[Records from a collection]
BEGIN
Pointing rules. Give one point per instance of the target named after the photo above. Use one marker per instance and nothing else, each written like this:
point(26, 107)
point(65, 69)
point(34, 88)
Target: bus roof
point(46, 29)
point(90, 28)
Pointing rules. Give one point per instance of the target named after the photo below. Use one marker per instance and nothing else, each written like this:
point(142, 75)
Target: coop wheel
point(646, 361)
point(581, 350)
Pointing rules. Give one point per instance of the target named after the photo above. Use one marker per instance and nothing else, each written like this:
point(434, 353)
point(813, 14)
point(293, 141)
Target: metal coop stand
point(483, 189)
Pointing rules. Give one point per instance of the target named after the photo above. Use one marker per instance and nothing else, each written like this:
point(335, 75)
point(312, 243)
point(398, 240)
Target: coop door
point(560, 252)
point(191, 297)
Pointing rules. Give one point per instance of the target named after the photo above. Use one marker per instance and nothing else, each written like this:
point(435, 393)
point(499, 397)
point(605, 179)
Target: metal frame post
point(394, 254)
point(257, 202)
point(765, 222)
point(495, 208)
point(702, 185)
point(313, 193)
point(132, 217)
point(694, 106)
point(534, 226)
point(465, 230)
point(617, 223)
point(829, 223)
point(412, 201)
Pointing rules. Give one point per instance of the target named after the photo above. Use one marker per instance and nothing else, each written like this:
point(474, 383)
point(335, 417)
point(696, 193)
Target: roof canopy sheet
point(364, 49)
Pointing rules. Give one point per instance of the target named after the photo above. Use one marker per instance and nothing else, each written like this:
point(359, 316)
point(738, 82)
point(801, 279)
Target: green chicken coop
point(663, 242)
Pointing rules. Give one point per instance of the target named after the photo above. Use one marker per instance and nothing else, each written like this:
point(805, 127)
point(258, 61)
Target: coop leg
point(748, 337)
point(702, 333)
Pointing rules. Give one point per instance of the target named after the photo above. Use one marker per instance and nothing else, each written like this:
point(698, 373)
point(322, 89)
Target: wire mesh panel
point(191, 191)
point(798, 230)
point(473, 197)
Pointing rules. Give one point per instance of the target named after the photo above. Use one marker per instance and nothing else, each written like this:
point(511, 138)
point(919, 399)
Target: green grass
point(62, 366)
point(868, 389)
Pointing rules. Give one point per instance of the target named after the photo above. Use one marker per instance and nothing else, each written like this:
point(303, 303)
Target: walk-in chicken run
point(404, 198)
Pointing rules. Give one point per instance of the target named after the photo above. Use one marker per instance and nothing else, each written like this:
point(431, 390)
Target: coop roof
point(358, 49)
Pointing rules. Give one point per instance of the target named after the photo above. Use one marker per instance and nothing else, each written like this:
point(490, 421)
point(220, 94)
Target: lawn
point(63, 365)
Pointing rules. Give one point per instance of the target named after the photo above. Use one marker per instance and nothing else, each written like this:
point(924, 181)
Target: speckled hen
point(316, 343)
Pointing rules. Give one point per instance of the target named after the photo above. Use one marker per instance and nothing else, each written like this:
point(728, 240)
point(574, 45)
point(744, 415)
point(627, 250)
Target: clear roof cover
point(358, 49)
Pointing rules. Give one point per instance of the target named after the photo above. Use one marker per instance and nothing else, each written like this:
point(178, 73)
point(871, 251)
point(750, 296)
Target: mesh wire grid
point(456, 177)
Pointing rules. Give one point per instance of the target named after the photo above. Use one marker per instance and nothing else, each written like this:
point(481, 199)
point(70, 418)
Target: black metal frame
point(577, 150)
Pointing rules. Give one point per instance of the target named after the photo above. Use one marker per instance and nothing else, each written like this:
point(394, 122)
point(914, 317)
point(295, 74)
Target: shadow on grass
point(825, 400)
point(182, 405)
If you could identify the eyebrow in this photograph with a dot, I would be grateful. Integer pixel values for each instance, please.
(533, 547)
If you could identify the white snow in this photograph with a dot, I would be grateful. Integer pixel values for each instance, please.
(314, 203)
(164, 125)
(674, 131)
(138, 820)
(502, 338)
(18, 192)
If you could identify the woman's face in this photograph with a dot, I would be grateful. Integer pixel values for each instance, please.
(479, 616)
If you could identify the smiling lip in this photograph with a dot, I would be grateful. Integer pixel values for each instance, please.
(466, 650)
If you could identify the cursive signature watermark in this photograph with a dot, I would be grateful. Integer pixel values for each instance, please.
END
(WHAT TO PRODUCE): Copy the records above. Keep every word as it is.

(SOLUTION TO THIS TASK):
Pointing rules. Give one point per instance of the target named after the photo above. Use one marker per instance and nothing else, each written like this:
point(26, 107)
point(65, 69)
point(34, 88)
Target: bus roof
point(46, 29)
point(90, 28)
Pointing rules. Give one point per instance of the target named after the photo below. Use one marker per instance and nothing else, each written like this:
point(142, 75)
Target: coop wheel
point(646, 361)
point(581, 350)
Pointing rules. Give one point per instance of the target named after the photo above. Use one marker per instance and nothing else, each written like this:
point(434, 353)
point(813, 14)
point(293, 141)
Target: metal coop stand
point(483, 189)
Pointing rules. Give one point per instance of the target named after the photo above. Use one marker per instance and nothing else, each written like this:
point(335, 75)
point(312, 243)
point(398, 240)
Target: coop door
point(560, 252)
point(191, 297)
Pointing rules. Give one point per instance of the target named after the photo above. Use one marker per instance and nothing else, each written like this:
point(435, 393)
point(499, 397)
point(605, 179)
Target: metal frame post
point(394, 254)
point(257, 202)
point(765, 222)
point(495, 208)
point(702, 185)
point(313, 193)
point(132, 217)
point(694, 106)
point(534, 226)
point(465, 230)
point(617, 223)
point(829, 223)
point(412, 201)
Pointing rules. Give one point per instance of the target named after the photo above. Use one marker per instance and nothing else, each written like this:
point(474, 383)
point(335, 417)
point(696, 193)
Target: roof canopy sheet
point(364, 49)
Pointing rules. Give one point per instance of the target named after the photo above. Use one marker per instance and nothing else, each written like this:
point(359, 316)
point(738, 82)
point(801, 279)
Target: green chicken coop
point(663, 242)
Pointing rules. Give one point per instance of the target named after the photo above. Use one marker per instance and nothing else, each written like this:
point(805, 127)
point(258, 61)
Target: coop leg
point(748, 337)
point(702, 333)
Pointing rules. Give one point per instance of the target named after the photo above. Use one marker per instance and nothing else, each written like this:
point(698, 373)
point(322, 89)
Target: wire mesh panel
point(191, 191)
point(798, 230)
point(473, 197)
Pointing rules. Give one point per instance of the target named after the photo above. Use one marker per instance and nothing else, each written like this:
point(511, 138)
point(919, 399)
Target: green grass
point(62, 366)
point(868, 389)
Pointing rules. Give one point per instance of the target named after the photo above. Use one marker per instance and nothing else, each written like this:
point(303, 303)
Target: walk-in chicken run
point(404, 198)
Pointing rules. Give one point per instance of the target named after the photo above. Use one marker per instance and nothing else, each written like this:
point(431, 390)
Target: coop roof
point(358, 49)
Pointing rules. Give one point per instance of the target named after the photo above. Use one marker per instance and nothing else, each written like this:
point(490, 421)
point(220, 94)
Target: lawn
point(63, 365)
Pointing rules. Give one point per instance of the target named after the photo above. Use one marker per instance and nothing else, each written like this:
point(924, 181)
Target: speckled hen
point(316, 343)
Pointing rules. Give one point per instance of the target named after the photo above. Use one marker per instance and nothing else, each written like this:
point(728, 240)
point(574, 45)
point(744, 415)
point(627, 250)
Target: clear roof cover
point(358, 49)
Pointing rules. Give one point per instance of the target named after the photo above. Use one marker per instance and nothing else, each written like this:
point(178, 73)
point(871, 251)
point(750, 296)
Target: mesh wire grid
point(456, 177)
Pointing rules. Give one point per instance of the target named after the photo above. Use one marker per instance and nothing else, each written like this:
point(481, 199)
point(70, 418)
Target: black metal frame
point(577, 150)
Pointing rules. Give one point per instance of the target named after the photo above. Use one marker per instance and nothing else, each written like this:
point(394, 122)
point(914, 317)
point(295, 74)
Target: shadow on grass
point(825, 400)
point(182, 405)
If you could identify the eyebrow in this photograph with a dot, I would be grateful. Integer pixel values for each instance, please.
(533, 547)
If you could identify the white snow in this photograph with a dot, I would be grateful. Integer pixel values for each instance, please.
(314, 203)
(164, 125)
(674, 131)
(138, 820)
(502, 338)
(18, 192)
If you could identify the woman's face in this photograph with a dot, I would be grateful. Integer pixel values for each instance, please.
(479, 616)
If you could identify the smiling lip in this photograph with a dot, I would be grateful. Integer pixel values for each instance, please.
(466, 650)
If you could identify the cursive signature watermark in this photograph with a dot, I would be grateful. Integer pixel values for each instance, please.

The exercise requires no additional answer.